## start

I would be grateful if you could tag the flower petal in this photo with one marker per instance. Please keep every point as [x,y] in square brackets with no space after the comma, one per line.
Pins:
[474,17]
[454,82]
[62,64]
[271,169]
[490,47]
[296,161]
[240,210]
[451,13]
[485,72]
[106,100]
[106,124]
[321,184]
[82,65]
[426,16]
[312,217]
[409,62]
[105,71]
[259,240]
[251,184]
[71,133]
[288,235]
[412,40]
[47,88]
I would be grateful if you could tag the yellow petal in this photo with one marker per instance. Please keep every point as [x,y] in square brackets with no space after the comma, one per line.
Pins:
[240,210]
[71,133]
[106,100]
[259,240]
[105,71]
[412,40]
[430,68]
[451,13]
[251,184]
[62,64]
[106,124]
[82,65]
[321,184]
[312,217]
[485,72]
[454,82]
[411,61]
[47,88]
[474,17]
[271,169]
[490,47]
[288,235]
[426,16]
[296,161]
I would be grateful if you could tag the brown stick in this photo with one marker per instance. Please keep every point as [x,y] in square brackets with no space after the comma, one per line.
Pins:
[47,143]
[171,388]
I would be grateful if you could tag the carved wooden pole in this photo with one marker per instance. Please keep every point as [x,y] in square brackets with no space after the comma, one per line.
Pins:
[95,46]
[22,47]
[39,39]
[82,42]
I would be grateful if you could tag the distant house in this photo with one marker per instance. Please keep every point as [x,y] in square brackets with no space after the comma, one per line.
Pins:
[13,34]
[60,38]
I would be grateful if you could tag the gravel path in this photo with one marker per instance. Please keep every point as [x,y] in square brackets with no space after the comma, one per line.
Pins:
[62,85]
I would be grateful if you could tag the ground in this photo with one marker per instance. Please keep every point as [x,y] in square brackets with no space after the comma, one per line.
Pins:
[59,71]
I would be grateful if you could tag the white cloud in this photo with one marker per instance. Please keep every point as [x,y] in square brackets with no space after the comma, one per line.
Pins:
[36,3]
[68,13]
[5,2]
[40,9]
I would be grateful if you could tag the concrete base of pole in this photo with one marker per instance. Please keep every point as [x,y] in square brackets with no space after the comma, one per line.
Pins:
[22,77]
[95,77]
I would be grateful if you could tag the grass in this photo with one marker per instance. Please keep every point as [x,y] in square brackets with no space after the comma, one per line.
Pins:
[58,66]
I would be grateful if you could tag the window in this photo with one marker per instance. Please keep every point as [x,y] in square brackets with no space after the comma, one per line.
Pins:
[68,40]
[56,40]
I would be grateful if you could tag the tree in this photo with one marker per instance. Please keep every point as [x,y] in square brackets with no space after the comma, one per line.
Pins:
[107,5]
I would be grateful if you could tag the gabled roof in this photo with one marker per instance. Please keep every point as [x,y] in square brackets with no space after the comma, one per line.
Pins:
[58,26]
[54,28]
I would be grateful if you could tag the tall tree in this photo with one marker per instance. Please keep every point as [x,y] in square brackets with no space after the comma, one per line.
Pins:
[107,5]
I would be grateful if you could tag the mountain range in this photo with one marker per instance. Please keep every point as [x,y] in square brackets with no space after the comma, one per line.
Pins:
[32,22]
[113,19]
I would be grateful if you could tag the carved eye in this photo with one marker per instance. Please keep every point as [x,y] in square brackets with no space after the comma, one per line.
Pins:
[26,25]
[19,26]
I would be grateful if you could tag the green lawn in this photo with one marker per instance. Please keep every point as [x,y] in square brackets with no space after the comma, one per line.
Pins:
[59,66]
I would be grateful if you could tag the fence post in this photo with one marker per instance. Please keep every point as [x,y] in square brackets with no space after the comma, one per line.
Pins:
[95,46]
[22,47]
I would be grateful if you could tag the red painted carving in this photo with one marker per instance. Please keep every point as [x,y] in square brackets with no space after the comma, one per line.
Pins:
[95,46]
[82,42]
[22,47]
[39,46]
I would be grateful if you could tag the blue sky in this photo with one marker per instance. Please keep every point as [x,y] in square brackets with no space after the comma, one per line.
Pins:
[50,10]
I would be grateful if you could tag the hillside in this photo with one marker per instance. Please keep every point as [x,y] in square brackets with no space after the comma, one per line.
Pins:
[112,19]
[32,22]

## end

Stated goal> Every record above must be duplicated exactly.

Completed exercise>
I would be grateful if you could tag the flower petal in this photo with one marker per instance. Please keep every point as [x,y] in square brackets with no space after the comma, one per line.
Pins:
[474,17]
[454,82]
[62,64]
[271,169]
[490,47]
[296,161]
[240,210]
[451,13]
[485,72]
[106,100]
[106,124]
[321,184]
[82,65]
[426,16]
[312,217]
[409,62]
[105,71]
[259,240]
[251,184]
[71,133]
[288,235]
[412,40]
[47,88]
I would be grateful if you could tag the yellow petal in this photo with one marker per instance. Please keep every point as [x,y] in square brackets with no space after the comma, one per line.
Pins:
[240,210]
[71,133]
[106,100]
[259,240]
[105,71]
[412,40]
[430,68]
[451,13]
[251,184]
[62,64]
[106,124]
[82,65]
[321,184]
[312,217]
[485,72]
[454,82]
[411,61]
[47,88]
[474,17]
[271,169]
[490,47]
[288,235]
[426,16]
[296,161]
I would be grateful if you could tag the brown stick in this photo with one marker per instance. Please keep every point as [x,y] in square brackets with no space after the comma, one per line.
Pins:
[47,143]
[171,388]
I would be grateful if you could tag the carved wooden pole in this photo with one marker per instance. Please keep every point as [x,y] in square brackets with no space after the comma, one per line.
Pins:
[95,46]
[22,47]
[39,39]
[82,42]
I would be grateful if you could tag the distant house in this photo with one marker per instance. Please keep every point as [x,y] in square brackets with no space after the comma, one per line.
Pins:
[13,34]
[60,38]
I would be grateful if you could tag the gravel path in this photo with one marker per instance. Please keep every point as [x,y] in square brackets with no space after the comma, one per line.
Pins:
[62,85]
I would be grateful if you could tag the ground in this photo with one marker per instance. Please keep every point as [x,y] in square brackets with no space after the comma, one per line.
Pins:
[59,71]
I would be grateful if you could tag the white cloud in this photo with one marker per instance. Please keep every point as [x,y] in square brackets with no space after the comma, one per line.
Pins:
[36,3]
[68,13]
[5,2]
[40,9]
I would be grateful if you could tag the concrete base of pole in this photo with one marker per instance. Please keep every point as [x,y] in square brackets with no space after the comma, one per line.
Pins:
[22,77]
[95,77]
I would be grateful if you could tag the grass in this photo with one marker per instance. Please keep every point as [x,y] in square brackets with no space after the comma, one per line.
Pins:
[58,66]
I would be grateful if you could tag the window in this photo with one marker per instance. Please keep every point as [x,y] in square brackets with no space after the comma, one per line.
Pins:
[68,40]
[56,40]
I would be grateful if you could tag the tree in this photo with one marker per instance. Please keep every point as [x,y] in square brackets with no space after the comma, one per line.
Pins:
[107,5]
I would be grateful if you could tag the gabled roof in this photo with one marker per instance. Please keep every point as [x,y] in square brackets with no space after the comma, one per line.
Pins:
[58,26]
[54,28]
I would be grateful if you could tag the tall tree in this photo with one marker per instance. Please keep every point as [x,y] in square brackets with no space after the comma, one per line.
Pins:
[107,5]
I would be grateful if you could tag the mountain range in this photo with one marker per instance. Please keep every point as [x,y] in square brackets with no space after the comma, one per line.
Pins:
[32,22]
[113,19]
I would be grateful if you could tag the carved eye in this photo with one marker per instance. Please keep every point as [x,y] in square brackets with no space after the comma, one per line.
Pins:
[26,25]
[19,26]
I would be grateful if you could tag the green lawn in this photo with one marker per instance. Please keep every point as [x,y] in square brackets with no space after the comma, one per line.
Pins:
[59,66]
I would be grateful if you could tag the fence post in this photo with one marker per instance. Please keep every point as [x,y] in square brackets with no space after the comma, one per line.
Pins:
[95,46]
[22,47]
I would be grateful if you could tag the red painted carving in this photo with one marker per instance. Please keep every point as [x,y] in square brackets with no space after the comma, one per line.
Pins:
[95,46]
[82,42]
[22,47]
[39,46]
I would be grateful if you could tag the blue sky in this photo with one marker per instance. Please keep every point as [x,y] in square brackets with no space after the comma, one per line.
Pins:
[50,10]
I would be grateful if you could tag the hillside in this photo with one marker per instance. Please keep every point as [x,y] in square brackets with no space after the comma, one per line.
Pins:
[112,19]
[32,22]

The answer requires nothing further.